*Task prompt*
Locate the line that contains "Where can you spot the sky?". Print it and every subsequent line through the final line of the records, exactly and only those.

[Point localization data]
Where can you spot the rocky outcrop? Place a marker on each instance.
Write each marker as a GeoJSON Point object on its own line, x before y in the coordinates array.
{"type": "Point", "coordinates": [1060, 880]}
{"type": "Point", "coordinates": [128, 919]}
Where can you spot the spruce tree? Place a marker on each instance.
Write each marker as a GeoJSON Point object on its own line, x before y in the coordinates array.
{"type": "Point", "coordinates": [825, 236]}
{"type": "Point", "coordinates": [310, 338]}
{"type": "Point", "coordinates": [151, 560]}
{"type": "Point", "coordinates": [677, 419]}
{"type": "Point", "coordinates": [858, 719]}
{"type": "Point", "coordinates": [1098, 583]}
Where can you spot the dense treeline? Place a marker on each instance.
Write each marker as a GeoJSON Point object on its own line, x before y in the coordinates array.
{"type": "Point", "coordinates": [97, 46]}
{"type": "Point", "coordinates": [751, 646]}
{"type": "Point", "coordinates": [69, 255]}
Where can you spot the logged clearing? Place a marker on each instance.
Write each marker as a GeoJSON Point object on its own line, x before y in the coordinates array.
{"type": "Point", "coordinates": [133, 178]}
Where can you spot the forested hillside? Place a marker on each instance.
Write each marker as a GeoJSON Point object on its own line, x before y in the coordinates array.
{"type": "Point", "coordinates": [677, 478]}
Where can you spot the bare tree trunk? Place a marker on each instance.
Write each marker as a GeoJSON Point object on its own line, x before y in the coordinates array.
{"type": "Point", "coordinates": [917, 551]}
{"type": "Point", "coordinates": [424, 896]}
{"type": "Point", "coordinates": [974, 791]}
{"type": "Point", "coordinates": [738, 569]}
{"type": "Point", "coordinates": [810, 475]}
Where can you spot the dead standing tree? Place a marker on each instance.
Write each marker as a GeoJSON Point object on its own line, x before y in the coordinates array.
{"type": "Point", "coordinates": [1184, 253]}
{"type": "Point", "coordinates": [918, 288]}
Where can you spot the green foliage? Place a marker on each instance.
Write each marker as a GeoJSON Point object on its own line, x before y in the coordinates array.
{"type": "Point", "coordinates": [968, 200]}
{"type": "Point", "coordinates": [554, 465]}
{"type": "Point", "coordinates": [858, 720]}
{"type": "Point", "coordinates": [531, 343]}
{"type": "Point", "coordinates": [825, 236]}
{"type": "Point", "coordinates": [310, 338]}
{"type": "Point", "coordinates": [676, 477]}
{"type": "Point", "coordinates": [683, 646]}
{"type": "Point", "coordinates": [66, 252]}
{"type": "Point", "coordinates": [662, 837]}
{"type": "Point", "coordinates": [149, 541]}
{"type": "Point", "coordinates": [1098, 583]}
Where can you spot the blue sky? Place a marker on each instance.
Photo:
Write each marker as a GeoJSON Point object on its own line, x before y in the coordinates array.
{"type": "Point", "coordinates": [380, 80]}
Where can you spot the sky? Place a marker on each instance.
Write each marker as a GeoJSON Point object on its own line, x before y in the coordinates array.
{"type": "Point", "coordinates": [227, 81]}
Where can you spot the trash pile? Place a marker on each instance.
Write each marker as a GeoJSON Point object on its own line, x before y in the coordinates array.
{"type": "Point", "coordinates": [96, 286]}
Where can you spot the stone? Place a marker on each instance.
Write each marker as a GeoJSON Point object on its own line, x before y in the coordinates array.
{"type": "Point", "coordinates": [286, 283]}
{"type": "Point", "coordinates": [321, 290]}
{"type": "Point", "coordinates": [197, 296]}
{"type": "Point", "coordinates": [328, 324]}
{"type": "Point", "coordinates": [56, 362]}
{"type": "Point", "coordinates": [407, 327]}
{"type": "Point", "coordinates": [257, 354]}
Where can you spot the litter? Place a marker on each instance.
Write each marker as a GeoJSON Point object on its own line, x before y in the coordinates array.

*Response below*
Where can you spot the sky? Place a marker on each instance.
Write each marker as a GeoJSON Point object on its own line, x before y in the coordinates array.
{"type": "Point", "coordinates": [227, 81]}
Where can you spot the trash pile? Place a marker on each instance.
Write each marker as a GeoJSON Point object on its own line, x before y in the coordinates array.
{"type": "Point", "coordinates": [96, 286]}
Where can you spot the stone? Place a marker on each instance.
Write each marker as a GeoJSON Point object on its own line, x before y in the coordinates array.
{"type": "Point", "coordinates": [286, 283]}
{"type": "Point", "coordinates": [321, 290]}
{"type": "Point", "coordinates": [197, 296]}
{"type": "Point", "coordinates": [328, 324]}
{"type": "Point", "coordinates": [56, 362]}
{"type": "Point", "coordinates": [407, 327]}
{"type": "Point", "coordinates": [257, 354]}
Where can you spot the litter? Place a marker on each instance.
Write each marker as a GeoJSON Point object on its own line, x before y in the coordinates array.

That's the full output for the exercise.